═════ Data entries

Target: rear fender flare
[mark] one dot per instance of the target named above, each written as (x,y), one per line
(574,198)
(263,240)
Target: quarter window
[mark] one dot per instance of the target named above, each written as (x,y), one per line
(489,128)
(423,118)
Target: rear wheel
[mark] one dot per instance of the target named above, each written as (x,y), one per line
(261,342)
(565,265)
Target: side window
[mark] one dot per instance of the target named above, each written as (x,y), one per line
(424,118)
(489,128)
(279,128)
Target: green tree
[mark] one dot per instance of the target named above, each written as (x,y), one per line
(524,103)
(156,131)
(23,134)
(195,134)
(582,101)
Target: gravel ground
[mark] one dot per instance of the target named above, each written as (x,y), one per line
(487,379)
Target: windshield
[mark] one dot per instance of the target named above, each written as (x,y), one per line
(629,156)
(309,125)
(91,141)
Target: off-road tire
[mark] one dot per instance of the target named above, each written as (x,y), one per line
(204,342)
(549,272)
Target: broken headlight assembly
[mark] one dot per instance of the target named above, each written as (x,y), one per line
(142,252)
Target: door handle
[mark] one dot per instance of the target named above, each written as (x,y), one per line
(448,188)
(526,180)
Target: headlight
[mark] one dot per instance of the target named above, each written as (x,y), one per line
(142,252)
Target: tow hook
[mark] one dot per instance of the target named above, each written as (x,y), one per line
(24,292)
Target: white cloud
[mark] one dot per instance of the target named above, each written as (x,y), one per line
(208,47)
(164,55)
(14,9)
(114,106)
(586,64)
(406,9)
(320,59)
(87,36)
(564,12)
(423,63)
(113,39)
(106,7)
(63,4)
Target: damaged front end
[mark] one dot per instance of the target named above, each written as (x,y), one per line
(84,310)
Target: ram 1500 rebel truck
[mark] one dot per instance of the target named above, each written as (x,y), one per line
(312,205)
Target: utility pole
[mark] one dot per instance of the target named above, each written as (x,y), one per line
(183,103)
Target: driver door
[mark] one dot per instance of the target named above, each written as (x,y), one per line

══════════

### What is asked
Rewrite every entry above with "one dot per instance" changed to "one point per instance", leaving everything else as it is.

### Correct response
Target: rear fender flare
[mark] one point per instance of the target named above, each written as (x,y), one per line
(574,198)
(263,240)
Target: quarter window
[mark] one point per instance of the target named above, each written as (x,y), one per line
(489,128)
(423,118)
Target: rear wheel
[mark] one point per instance of the target named above, each written as (x,y), one per line
(261,342)
(565,265)
Target: side window
[mark] one point per instance of the target named above, each written as (x,y), one per line
(424,118)
(489,128)
(279,128)
Target: green tree
[mark] one point per instance of the target named above, each written as (x,y), one per line
(524,103)
(156,131)
(23,134)
(195,134)
(582,101)
Target: gravel ground
[mark] one point per instance of the target named above, each written as (x,y), one per line
(487,379)
Target: windshield
[mark] one point per instance of the target named above, each written as (x,y), one per line
(629,156)
(309,125)
(91,141)
Target: off-road tire
[mark] one point per instance of the target named above, each written as (x,y), one per line
(204,342)
(549,272)
Target: broken headlight assembly
[mark] one point per instance of the target named above, each written as (x,y), one per line
(142,252)
Target: door handle
[mark] one point per instance of the target named above, each written as (x,y), one per line
(448,188)
(526,180)
Target: headlight
[mark] one point per instance of the target named above, each written as (x,y), one per line
(142,252)
Target: tow hook
[mark] one point per instance of the target named above, each written as (x,y), one per line
(24,292)
Target: white cloud
[mark] one point per instance of the target named above, each written as (x,y), one per line
(208,47)
(164,55)
(14,9)
(114,106)
(586,64)
(406,9)
(320,59)
(87,36)
(564,12)
(423,63)
(113,39)
(106,7)
(63,4)
Target: damaged front end
[mark] one point per instance of the target named above, each written as (x,y), one per line
(84,310)
Target: ram 1500 rebel truck
[mark] one point per instance of the target named above, each written as (x,y), one per line
(312,205)
Target: utility pole
[mark] one point per instance of the target named above, each written as (x,y), one per line
(183,103)
Target: driver door
[mark] one point per instance of the target named above, each written as (x,y), one per line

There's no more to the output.